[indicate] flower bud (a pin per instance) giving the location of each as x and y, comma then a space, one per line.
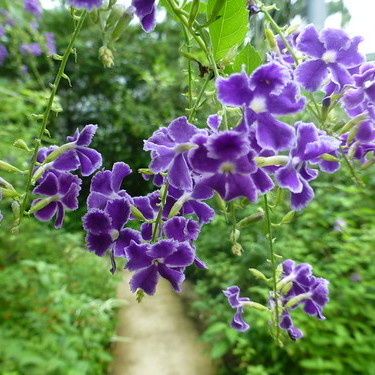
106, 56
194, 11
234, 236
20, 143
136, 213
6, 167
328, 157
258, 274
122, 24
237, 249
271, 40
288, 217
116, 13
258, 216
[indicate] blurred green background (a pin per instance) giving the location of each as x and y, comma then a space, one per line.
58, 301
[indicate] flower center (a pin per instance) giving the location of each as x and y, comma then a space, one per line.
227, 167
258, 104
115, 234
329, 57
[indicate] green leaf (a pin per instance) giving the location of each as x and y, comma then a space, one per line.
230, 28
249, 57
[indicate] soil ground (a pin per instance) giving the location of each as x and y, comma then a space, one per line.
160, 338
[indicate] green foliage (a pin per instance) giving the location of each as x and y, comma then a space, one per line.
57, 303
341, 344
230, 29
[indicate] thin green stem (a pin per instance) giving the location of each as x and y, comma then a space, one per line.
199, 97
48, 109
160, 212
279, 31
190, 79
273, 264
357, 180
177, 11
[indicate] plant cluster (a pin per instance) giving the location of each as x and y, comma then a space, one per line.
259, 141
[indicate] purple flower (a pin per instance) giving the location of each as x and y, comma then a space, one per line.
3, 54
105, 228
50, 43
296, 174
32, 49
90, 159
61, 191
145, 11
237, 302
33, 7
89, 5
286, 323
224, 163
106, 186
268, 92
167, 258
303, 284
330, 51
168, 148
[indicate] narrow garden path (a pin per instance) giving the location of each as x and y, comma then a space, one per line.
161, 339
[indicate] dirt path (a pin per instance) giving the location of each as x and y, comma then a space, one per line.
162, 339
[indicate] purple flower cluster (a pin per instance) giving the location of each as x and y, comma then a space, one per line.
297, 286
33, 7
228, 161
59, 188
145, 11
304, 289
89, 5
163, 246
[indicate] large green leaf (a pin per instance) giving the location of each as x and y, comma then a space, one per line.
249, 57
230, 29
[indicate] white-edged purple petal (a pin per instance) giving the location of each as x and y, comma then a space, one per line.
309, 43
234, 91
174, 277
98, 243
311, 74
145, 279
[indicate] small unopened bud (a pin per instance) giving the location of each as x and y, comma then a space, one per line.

==

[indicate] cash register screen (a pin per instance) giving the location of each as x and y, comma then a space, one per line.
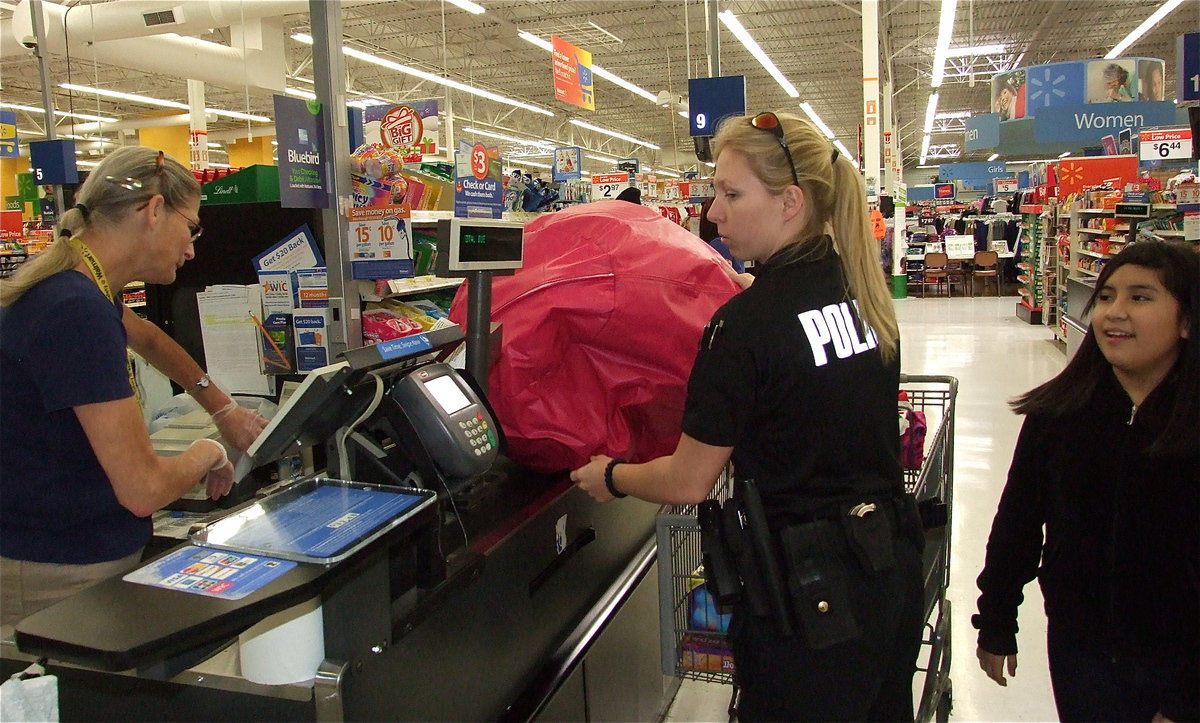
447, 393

■ AIM OF THE EXERCISE:
In the data above, which lines lie between the line with "[indicate] purple flower cluster" and the line with "[indicate] small unopened", inclusive? Print those lines exactly and nothing else.

■ ANSWER SECTION:
[indicate] purple flower cluster (a pin per instance) giving the location of each as x and y, comma then a space, one per line.
297, 286
33, 7
228, 161
59, 188
145, 11
304, 289
89, 5
163, 246
[indicate] large green leaf (a pin per instance) giving the location of each as x and y, comma then a space, one per line.
249, 57
230, 29
[indicate] white-edged purple petal (a pin per instance) giving the location of each as x and y, comma then a space, one per line.
309, 43
234, 91
174, 277
98, 243
311, 74
145, 279
[indicate] small unopened bud (a pin per instance) giving the location of each as x and y, comma then a space, one per line.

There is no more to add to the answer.